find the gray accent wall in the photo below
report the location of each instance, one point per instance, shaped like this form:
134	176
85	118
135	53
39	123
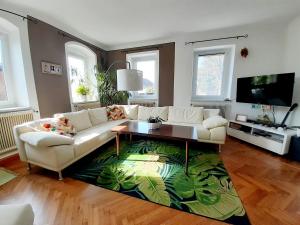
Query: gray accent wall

» **What you need to do**
Rewrite the data with every "gray accent wall" replaced by "navy accent wall" and nothing else changed. Omit the picture.

» **Written answer**
find the navy accent wall in the photo below
report the location of each instance, one point per instance, shaped like this form:
134	176
85	118
135	53
39	123
Query: navy accent wall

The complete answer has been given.